━━ Document section

Mikey is right, but if this is what we’ve come to, we need to get out of Afghanistan. Because of its location Westerners have been meddling with it for years, and they always get their asses handed to them on a platter. But no, we’re the US and are long, hard and erect. We’ll win becasue———-well, because we’re special.
Sometimes I hate us. And yet there are so many wonderful people here. How are we getting drowned out by the Goldbergs and Coulters and Bushes and Cheneys? The gun nuts and racists and warmongers and women-haters?
Obama was a revolt of a sort, but he can’t overthrow the rest of the elites, only we can.
I think this Viagra idea is heading in the right direction, but with the wrong sex involved. One well-placed gold necklace on some wife or other would wreak havoc in the Kush.
Gives “Make Love, Not War” a whole new meaning, don’t it?
Better than the “Gay bomb,” I guess.
Still, there must be an awful lot of nervous goats in the hills right about now.
Great, when one of those guys drops dead from the sudden strain, good luck convincing his nearest and dearest that he wasn’t poisoned. The other sucky thing is the Taliban will start whacking any old guys who start smiling a lot.
This actually makes me nervous. Will there come a day when I’ll do anything for the little blue pill of perkiness?
Nail meet Mikey. He’s hitting you on the head. It’s just bullshit that it’s so hard. The real reason is that Cheneyac was not in the rebuilding game. Just likes to smash stuff.
I blame the Liberal media, myself or teh gays or Globaloney warming or feminazis.
Sympathy to you Susan
Hmmm, as a liberal feminist supporter of gays and global warming, this might all be my fault.
Yeah, me too. It couldn’t possibly be the courageous members of the 101st Keyboards could it?
Yeah, me too. It couldn’t possibly be the courageous members of the 101st Keyboards could it?
It is definitely all our fault. After all, conservatism can never fail! /s
If these warlords go blind or their genitalia stops working, what then?
If it’s any consolation, people have been checking the long-term visual effects of
viagrasildenafil citrate (inhibitor of phosphodiesterase type 6 blah blah blah essential enzyme blah blah blah phototransduction cascade blah blah blah). It can degrade colour vision in the short term but no lasting effects.A typical phrase from the literature:
“Four male observers (authors A.S., L.T.S., A.T., and G.J.) participated in these experiments.”
Yep, pills are an improvement over cluster-bombs … but I think I see a teeny-tiny bug in this particular program.
Okay, so let me see if I’ve got this right … a lot of these rural Afghanis are deeply devout Muslims – & one of the Taliban’s main selling-points for their jihad against the Great Satan invading their country is that they’ll turn everyone into degenerate sex-perverts. The wily CIA responds by handing out free Viagra to helpful warlords. Your tax dollars at work & play.
Coming Soon: the “Porno For Freedom” airlift & a daring new “Bukkake For Democracy” surge!

━━━━

Can you quote the comment thread word for word, everything from "It is definitely" down to "this particular program."?

━━ Given data

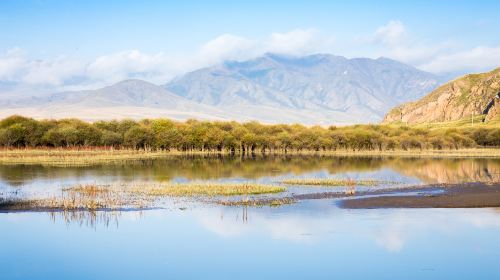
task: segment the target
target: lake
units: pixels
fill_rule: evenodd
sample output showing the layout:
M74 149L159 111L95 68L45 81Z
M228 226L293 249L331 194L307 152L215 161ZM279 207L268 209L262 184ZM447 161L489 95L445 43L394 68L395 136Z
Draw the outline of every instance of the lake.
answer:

━━━━

# Response:
It is definitely all our fault. After all, conservatism can never fail! /s
If these warlords go blind or their genitalia stops working, what then?
If it’s any consolation, people have been checking the long-term visual effects of
viagrasildenafil citrate (inhibitor of phosphodiesterase type 6 blah blah blah essential enzyme blah blah blah phototransduction cascade blah blah blah). It can degrade colour vision in the short term but no lasting effects.A typical phrase from the literature:
“Four male observers (authors A.S., L.T.S., A.T., and G.J.) participated in these experiments.”
Yep, pills are an improvement over cluster-bombs … but I think I see a teeny-tiny bug in this particular program.